▶ **CONSIGNE 1**
Recopiez à l'identique les entrées, depuis la ligne contenant « You are given a photograph. For the brick » jusqu'à la fin des entrées, ces deux bornes comprises.
▶ **CONSIGNE 2**
Prolongez le texte sur la demande de révision de Gaz Métro à partir de l'endroit où il s'arrête.

3.            la demande de révision

 

[21]         Gaz Métro demande à la Régie de réviser les conclusions suivantes de la Décision :

 

« … 

[32]         Pour l’ensemble de ces motifs, la Régie rejette la demande d’examiner la proposition d’allégement réglementaire et de révision du mode de partage du Distributeur.

[…]

[43]         Pour l’ensemble de ces motifs et tenant compte des commentaires des participants, la Régie ordonne au Distributeur dans le cadre du présent dossier de :

           présenter au plus tard, au mois de mars 2015, la preuve nécessaire à l’examen distinct des revenus requis et des Conditions de service et Tarif de distribution des années tarifaires 2015 et 2016;

           déposer le plan d’approvisionnement 2015-2017 au plus tard à la fin du mois de juin 2014;

           déposer le plan d’approvisionnement 2016-2018 au plus tard en avril 2015;

           proposer des modalités afin de fixer les tarifs de compression, de transport et d’équilibrage sur une base annuelle pour les années 2015 et 2016;

           présenter au plus tard, au mois d’août 2014, une proposition de tarifs provisoires pour l’année tarifaire 2015.

▶ **EXTRAITS DE DONNÉES**
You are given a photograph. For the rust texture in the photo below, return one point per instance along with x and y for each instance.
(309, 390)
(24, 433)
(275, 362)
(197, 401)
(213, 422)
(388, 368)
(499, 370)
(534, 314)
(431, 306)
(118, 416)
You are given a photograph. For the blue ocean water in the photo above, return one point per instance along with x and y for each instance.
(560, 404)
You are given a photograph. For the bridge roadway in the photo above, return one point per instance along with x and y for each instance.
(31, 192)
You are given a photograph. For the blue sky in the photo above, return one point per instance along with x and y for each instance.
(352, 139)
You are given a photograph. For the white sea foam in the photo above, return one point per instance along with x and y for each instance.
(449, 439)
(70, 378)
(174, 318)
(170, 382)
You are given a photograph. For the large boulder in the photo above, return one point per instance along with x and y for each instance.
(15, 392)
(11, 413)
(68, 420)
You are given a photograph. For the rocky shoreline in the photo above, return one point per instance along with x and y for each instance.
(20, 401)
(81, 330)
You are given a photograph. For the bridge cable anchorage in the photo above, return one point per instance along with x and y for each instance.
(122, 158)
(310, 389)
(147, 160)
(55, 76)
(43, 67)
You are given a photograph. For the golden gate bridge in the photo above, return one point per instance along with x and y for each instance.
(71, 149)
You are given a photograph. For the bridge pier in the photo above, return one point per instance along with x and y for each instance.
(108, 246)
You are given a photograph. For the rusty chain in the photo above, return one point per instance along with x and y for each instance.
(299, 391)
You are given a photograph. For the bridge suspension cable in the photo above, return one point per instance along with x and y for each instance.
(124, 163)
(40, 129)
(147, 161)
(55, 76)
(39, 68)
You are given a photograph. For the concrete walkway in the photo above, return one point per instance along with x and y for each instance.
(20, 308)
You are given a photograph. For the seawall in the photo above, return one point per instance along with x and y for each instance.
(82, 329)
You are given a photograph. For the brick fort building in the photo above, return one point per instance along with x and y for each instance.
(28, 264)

▶ **RÉSULTAT ATTENDU 1**
You are given a photograph. For the brick fort building in the photo above, return one point per instance along with x and y for each instance.
(28, 264)

▶ **RÉSULTAT ATTENDU 2**
 

[59] […],

 

REJETTE la demande du Distributeur d’examiner sa proposition d’allégement réglementaire et de modification du mode de partage;

 

FIXE le déroulement procédural du présent dossier, tel que présenté à la section 2.2.3 de la présente décision;

 

ORDONNE au Distributeur de se conformer à l’ensemble des conclusions énoncées à la présente décision […] ».

 

 

 

4.            La POSITION de la demanderesse EN RÉVISION

 

[22]         Gaz Métro fonde sa demande de révision sur l’article 37 (3) de la Loi sur la Régie de l’énergie (la Loi) et soutient que la Décision est entachée de vices de fond et de procédure de nature à l’invalider. Elle reproche à la première formation d’avoir :

 

           erré en contrevenant aux règles d’équité procédurale;

           erré dans l’application et l’interprétation des articles suivants de la Loi : 18 (motivation), 28 (rencontre préparatoire), 31 (compétence), 48, 49 et 51 (tarification) et 114 et 115 en ce qui a trait au plan d’approvisionnement;

           excédé sa juridiction lorsqu’elle a émis des ordonnances relatives aux plans d’approvisionnement ainsi qu’à l’examen concomitant du revenu requis pour les années 2015 et 2016;

           erré dans l’appréciation de faits déterminants;

           erré dans l’application et contrevenu aux prescriptions du Règlement sur la teneur et la périodicité du plan d’approvisionnement[10] (le Règlement).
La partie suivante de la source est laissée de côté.